**EXERCISE**.
The records that follow must be repeated verbatim, every one of them.

-- Start INPUT ROWS --

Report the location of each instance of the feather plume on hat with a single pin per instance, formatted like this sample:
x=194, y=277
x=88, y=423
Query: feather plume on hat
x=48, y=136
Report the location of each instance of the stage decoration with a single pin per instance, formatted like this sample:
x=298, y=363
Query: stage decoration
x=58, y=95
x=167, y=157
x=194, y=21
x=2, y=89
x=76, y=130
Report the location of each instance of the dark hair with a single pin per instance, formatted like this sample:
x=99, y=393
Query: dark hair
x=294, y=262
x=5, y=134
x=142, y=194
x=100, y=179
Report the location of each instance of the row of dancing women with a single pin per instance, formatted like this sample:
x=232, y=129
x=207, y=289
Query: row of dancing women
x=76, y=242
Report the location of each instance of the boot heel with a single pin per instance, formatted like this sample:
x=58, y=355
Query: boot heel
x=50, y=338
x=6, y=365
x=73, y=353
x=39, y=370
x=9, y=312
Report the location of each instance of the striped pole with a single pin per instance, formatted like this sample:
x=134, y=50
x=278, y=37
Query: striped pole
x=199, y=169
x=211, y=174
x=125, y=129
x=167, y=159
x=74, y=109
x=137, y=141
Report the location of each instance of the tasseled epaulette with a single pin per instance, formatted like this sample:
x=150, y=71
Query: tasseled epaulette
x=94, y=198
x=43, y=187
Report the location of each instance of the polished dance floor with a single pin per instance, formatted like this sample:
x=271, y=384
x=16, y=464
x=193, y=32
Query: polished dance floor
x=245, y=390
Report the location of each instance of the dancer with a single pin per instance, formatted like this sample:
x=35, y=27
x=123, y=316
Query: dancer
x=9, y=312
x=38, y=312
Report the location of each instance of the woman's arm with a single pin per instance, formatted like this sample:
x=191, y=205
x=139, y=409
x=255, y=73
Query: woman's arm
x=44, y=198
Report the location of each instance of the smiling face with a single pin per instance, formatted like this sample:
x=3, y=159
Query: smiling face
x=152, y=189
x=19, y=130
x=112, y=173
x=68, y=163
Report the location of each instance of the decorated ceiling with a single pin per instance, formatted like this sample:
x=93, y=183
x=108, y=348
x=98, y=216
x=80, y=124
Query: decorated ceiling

-- End INPUT ROWS --

**RESULT FOR THIS EXERCISE**.
Report the location of each instance of the feather plume on hat with a single pin per instance, formatted like this sample:
x=194, y=277
x=88, y=423
Query: feather plume on hat
x=48, y=136
Report the location of each instance of the stage decoration with a single pin per instance, formatted like this sample:
x=298, y=363
Query: stage decoration
x=58, y=95
x=167, y=157
x=194, y=21
x=2, y=89
x=76, y=130
Report the location of each instance of the dark hair with a single pin per instance, formatted like this sample:
x=99, y=393
Query: dark hair
x=294, y=262
x=5, y=134
x=142, y=194
x=100, y=179
Report the location of each instance of the row of dancing women with a single pin per instance, formatted like this sample:
x=232, y=129
x=207, y=289
Query: row of dancing women
x=76, y=242
Report the location of each instance of the boot heel with a single pin per instance, formatted like this sample:
x=58, y=355
Query: boot heel
x=50, y=338
x=6, y=365
x=73, y=353
x=39, y=370
x=9, y=312
Report the location of each instance of the striped pole with a single pin per instance, formatted like this sample:
x=134, y=50
x=278, y=37
Query: striped pole
x=199, y=169
x=211, y=174
x=125, y=129
x=167, y=159
x=74, y=109
x=137, y=141
Report the location of each instance of the tasseled epaulette with a single pin per instance, formatted like this sample:
x=150, y=71
Query: tasseled epaulette
x=94, y=198
x=43, y=187
Report the location of each instance of the polished dance floor with a single pin per instance, formatted like this sample:
x=271, y=384
x=16, y=464
x=193, y=32
Query: polished dance floor
x=245, y=390
Report the location of each instance of the dancer with a single pin per instance, formatted like this sample:
x=35, y=27
x=123, y=316
Query: dancer
x=9, y=312
x=38, y=312
Report the location of each instance of the woman's arm with a single pin per instance, formatted like this sample:
x=191, y=205
x=139, y=409
x=255, y=73
Query: woman's arm
x=44, y=198
Report the location of each instance of the smiling face with a single pin per instance, formatted like this sample:
x=3, y=159
Query: smiling face
x=152, y=189
x=19, y=130
x=112, y=173
x=68, y=163
Report the location of each instance of the decorated ceiling with a single pin per instance, formatted like this sample:
x=93, y=183
x=108, y=348
x=98, y=216
x=80, y=124
Query: decorated ceiling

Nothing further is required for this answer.